» **TASK**: Put these lines into a Markdown table with a column n for the row number and a column Line for the line itself, skipping any blank lines.

* begin LISTED ENTRIES *

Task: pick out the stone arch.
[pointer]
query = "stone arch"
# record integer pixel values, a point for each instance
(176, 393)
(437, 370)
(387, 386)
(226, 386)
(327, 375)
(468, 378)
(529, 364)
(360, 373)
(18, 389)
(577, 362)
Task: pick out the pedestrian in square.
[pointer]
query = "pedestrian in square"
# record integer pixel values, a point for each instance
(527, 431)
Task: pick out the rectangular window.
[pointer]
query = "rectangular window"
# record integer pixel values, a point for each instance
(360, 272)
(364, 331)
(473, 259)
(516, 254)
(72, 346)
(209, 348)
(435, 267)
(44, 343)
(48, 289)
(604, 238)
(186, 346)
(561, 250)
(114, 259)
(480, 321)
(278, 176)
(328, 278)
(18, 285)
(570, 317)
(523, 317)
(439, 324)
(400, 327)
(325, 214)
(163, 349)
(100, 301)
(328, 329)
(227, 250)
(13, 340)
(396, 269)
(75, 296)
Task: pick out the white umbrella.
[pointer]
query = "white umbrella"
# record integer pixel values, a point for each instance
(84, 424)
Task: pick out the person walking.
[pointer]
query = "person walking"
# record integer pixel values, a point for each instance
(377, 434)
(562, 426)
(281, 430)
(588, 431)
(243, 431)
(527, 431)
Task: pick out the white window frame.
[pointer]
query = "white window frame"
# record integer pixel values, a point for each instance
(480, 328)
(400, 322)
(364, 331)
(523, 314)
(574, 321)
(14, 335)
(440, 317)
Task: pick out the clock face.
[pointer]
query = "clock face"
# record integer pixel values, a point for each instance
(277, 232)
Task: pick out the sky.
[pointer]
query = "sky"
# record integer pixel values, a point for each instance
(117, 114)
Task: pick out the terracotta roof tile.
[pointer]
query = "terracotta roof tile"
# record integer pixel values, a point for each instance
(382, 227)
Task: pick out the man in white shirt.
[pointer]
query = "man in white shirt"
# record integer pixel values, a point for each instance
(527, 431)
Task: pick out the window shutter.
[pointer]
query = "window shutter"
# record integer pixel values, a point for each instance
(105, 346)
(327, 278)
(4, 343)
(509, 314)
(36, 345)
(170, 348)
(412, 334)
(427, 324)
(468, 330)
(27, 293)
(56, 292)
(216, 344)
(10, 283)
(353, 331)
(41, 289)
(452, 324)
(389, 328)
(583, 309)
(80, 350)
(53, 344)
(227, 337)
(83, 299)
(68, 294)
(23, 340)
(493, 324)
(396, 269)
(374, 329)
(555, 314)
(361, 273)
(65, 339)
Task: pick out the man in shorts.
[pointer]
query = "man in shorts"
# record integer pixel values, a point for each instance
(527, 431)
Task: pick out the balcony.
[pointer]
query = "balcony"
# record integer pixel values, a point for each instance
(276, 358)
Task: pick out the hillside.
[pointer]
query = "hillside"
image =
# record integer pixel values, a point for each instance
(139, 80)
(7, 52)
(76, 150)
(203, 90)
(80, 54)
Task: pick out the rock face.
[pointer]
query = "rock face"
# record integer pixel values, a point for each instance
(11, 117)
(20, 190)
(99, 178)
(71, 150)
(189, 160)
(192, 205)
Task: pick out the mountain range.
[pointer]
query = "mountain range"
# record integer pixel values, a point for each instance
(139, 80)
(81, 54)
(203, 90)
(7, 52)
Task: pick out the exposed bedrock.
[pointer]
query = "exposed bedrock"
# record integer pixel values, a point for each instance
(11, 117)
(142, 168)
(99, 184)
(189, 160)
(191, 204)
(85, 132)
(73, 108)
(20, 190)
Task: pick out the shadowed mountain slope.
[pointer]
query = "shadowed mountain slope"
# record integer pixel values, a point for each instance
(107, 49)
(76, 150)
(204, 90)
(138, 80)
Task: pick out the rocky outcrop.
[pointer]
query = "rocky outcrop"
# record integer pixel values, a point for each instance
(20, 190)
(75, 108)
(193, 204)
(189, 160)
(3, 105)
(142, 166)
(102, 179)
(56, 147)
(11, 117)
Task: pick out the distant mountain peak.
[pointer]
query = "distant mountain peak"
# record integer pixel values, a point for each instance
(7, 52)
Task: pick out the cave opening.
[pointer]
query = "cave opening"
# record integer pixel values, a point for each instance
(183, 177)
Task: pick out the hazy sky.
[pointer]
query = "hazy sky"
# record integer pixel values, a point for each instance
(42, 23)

* end LISTED ENTRIES *

» **TASK SOLUTION**:
| n | Line |
|---|---|
| 1 | Task: pick out the stone arch. |
| 2 | [pointer] |
| 3 | query = "stone arch" |
| 4 | # record integer pixel values, a point for each instance |
| 5 | (176, 393) |
| 6 | (437, 370) |
| 7 | (387, 386) |
| 8 | (226, 386) |
| 9 | (327, 375) |
| 10 | (468, 378) |
| 11 | (529, 364) |
| 12 | (360, 373) |
| 13 | (18, 389) |
| 14 | (577, 362) |
| 15 | Task: pick out the pedestrian in square. |
| 16 | [pointer] |
| 17 | query = "pedestrian in square" |
| 18 | # record integer pixel values, a point for each instance |
| 19 | (527, 431) |
| 20 | Task: pick out the rectangular window. |
| 21 | [pointer] |
| 22 | query = "rectangular window" |
| 23 | # record integer pixel values, a point for each instance |
| 24 | (360, 272) |
| 25 | (364, 331) |
| 26 | (473, 259) |
| 27 | (516, 254) |
| 28 | (72, 346) |
| 29 | (209, 348) |
| 30 | (435, 267) |
| 31 | (44, 343) |
| 32 | (48, 289) |
| 33 | (604, 238) |
| 34 | (186, 346) |
| 35 | (561, 250) |
| 36 | (114, 259) |
| 37 | (480, 321) |
| 38 | (278, 176) |
| 39 | (328, 278) |
| 40 | (18, 285) |
| 41 | (570, 317) |
| 42 | (523, 317) |
| 43 | (439, 324) |
| 44 | (400, 327) |
| 45 | (325, 214) |
| 46 | (163, 349) |
| 47 | (100, 301) |
| 48 | (328, 329) |
| 49 | (227, 250) |
| 50 | (13, 340) |
| 51 | (396, 269) |
| 52 | (75, 296) |
| 53 | Task: pick out the white umbrella. |
| 54 | [pointer] |
| 55 | query = "white umbrella" |
| 56 | # record integer pixel values, a point for each instance |
| 57 | (84, 424) |
| 58 | Task: pick out the person walking. |
| 59 | [pointer] |
| 60 | query = "person walking" |
| 61 | # record integer pixel values, a point for each instance |
| 62 | (377, 434) |
| 63 | (562, 426) |
| 64 | (281, 430) |
| 65 | (588, 431) |
| 66 | (243, 431) |
| 67 | (527, 431) |
| 68 | Task: pick out the white window frame. |
| 69 | [pointer] |
| 70 | query = "white window frame" |
| 71 | # record integer pixel values, a point for each instance |
| 72 | (480, 328) |
| 73 | (400, 322) |
| 74 | (364, 331) |
| 75 | (523, 314) |
| 76 | (574, 321) |
| 77 | (14, 335) |
| 78 | (440, 317) |
| 79 | Task: pick out the clock face. |
| 80 | [pointer] |
| 81 | query = "clock face" |
| 82 | # record integer pixel values, a point for each instance |
| 83 | (277, 232) |
| 84 | Task: pick out the sky. |
| 85 | [pointer] |
| 86 | query = "sky" |
| 87 | # record integer pixel values, a point for each instance |
| 88 | (117, 114) |
| 89 | Task: pick out the terracotta roof tile. |
| 90 | [pointer] |
| 91 | query = "terracotta roof tile" |
| 92 | # record integer pixel values, a point for each instance |
| 93 | (382, 227) |
| 94 | Task: pick out the man in white shirt. |
| 95 | [pointer] |
| 96 | query = "man in white shirt" |
| 97 | # record integer pixel values, a point for each instance |
| 98 | (527, 431) |
| 99 | Task: pick out the window shutter. |
| 100 | [pointer] |
| 101 | query = "window shutter" |
| 102 | # record integer pixel values, a point for each instance |
| 103 | (105, 346) |
| 104 | (327, 278) |
| 105 | (4, 343) |
| 106 | (509, 314) |
| 107 | (36, 345) |
| 108 | (170, 348) |
| 109 | (412, 334) |
| 110 | (427, 324) |
| 111 | (468, 330) |
| 112 | (27, 293) |
| 113 | (56, 292) |
| 114 | (216, 344) |
| 115 | (10, 283) |
| 116 | (353, 331) |
| 117 | (41, 289) |
| 118 | (452, 324) |
| 119 | (389, 328) |
| 120 | (583, 309) |
| 121 | (80, 350) |
| 122 | (53, 344) |
| 123 | (227, 337) |
| 124 | (83, 299) |
| 125 | (68, 294) |
| 126 | (23, 340) |
| 127 | (493, 324) |
| 128 | (396, 269) |
| 129 | (374, 329) |
| 130 | (555, 314) |
| 131 | (361, 273) |
| 132 | (65, 339) |
| 133 | Task: pick out the man in shorts. |
| 134 | [pointer] |
| 135 | query = "man in shorts" |
| 136 | # record integer pixel values, a point for each instance |
| 137 | (527, 431) |
| 138 | Task: pick out the balcony. |
| 139 | [pointer] |
| 140 | query = "balcony" |
| 141 | # record integer pixel values, a point for each instance |
| 142 | (276, 358) |
| 143 | Task: pick out the hillside. |
| 144 | [pointer] |
| 145 | query = "hillside" |
| 146 | image = |
| 147 | # record integer pixel values, a point for each instance |
| 148 | (139, 80) |
| 149 | (7, 52) |
| 150 | (76, 150) |
| 151 | (203, 90) |
| 152 | (80, 54) |
| 153 | Task: pick out the rock face. |
| 154 | [pointer] |
| 155 | query = "rock face" |
| 156 | # record integer pixel values, a point for each instance |
| 157 | (11, 117) |
| 158 | (20, 190) |
| 159 | (99, 178) |
| 160 | (71, 150) |
| 161 | (189, 160) |
| 162 | (192, 205) |
| 163 | Task: pick out the mountain range. |
| 164 | [pointer] |
| 165 | query = "mountain range" |
| 166 | # record integer pixel values, a point for each instance |
| 167 | (139, 80) |
| 168 | (81, 54) |
| 169 | (203, 90) |
| 170 | (7, 52) |
| 171 | Task: pick out the exposed bedrock. |
| 172 | [pointer] |
| 173 | query = "exposed bedrock" |
| 174 | # record integer pixel values, a point for each instance |
| 175 | (11, 117) |
| 176 | (142, 168) |
| 177 | (99, 184) |
| 178 | (189, 160) |
| 179 | (191, 204) |
| 180 | (85, 132) |
| 181 | (73, 108) |
| 182 | (20, 190) |
| 183 | Task: pick out the shadowed mountain slope. |
| 184 | [pointer] |
| 185 | query = "shadowed mountain slope" |
| 186 | # record integer pixel values, a point for each instance |
| 187 | (107, 49) |
| 188 | (76, 150) |
| 189 | (204, 90) |
| 190 | (138, 80) |
| 191 | Task: pick out the rocky outcrop. |
| 192 | [pointer] |
| 193 | query = "rocky outcrop" |
| 194 | # record integer pixel values, a point for each instance |
| 195 | (20, 190) |
| 196 | (75, 108) |
| 197 | (193, 204) |
| 198 | (189, 160) |
| 199 | (3, 105) |
| 200 | (142, 166) |
| 201 | (102, 179) |
| 202 | (56, 147) |
| 203 | (11, 117) |
| 204 | Task: pick out the distant mountain peak. |
| 205 | [pointer] |
| 206 | query = "distant mountain peak" |
| 207 | # record integer pixel values, a point for each instance |
| 208 | (7, 52) |
| 209 | Task: pick out the cave opening. |
| 210 | [pointer] |
| 211 | query = "cave opening" |
| 212 | # record integer pixel values, a point for each instance |
| 213 | (183, 177) |
| 214 | Task: pick out the hazy sky. |
| 215 | [pointer] |
| 216 | query = "hazy sky" |
| 217 | # record integer pixel values, a point for each instance |
| 218 | (42, 23) |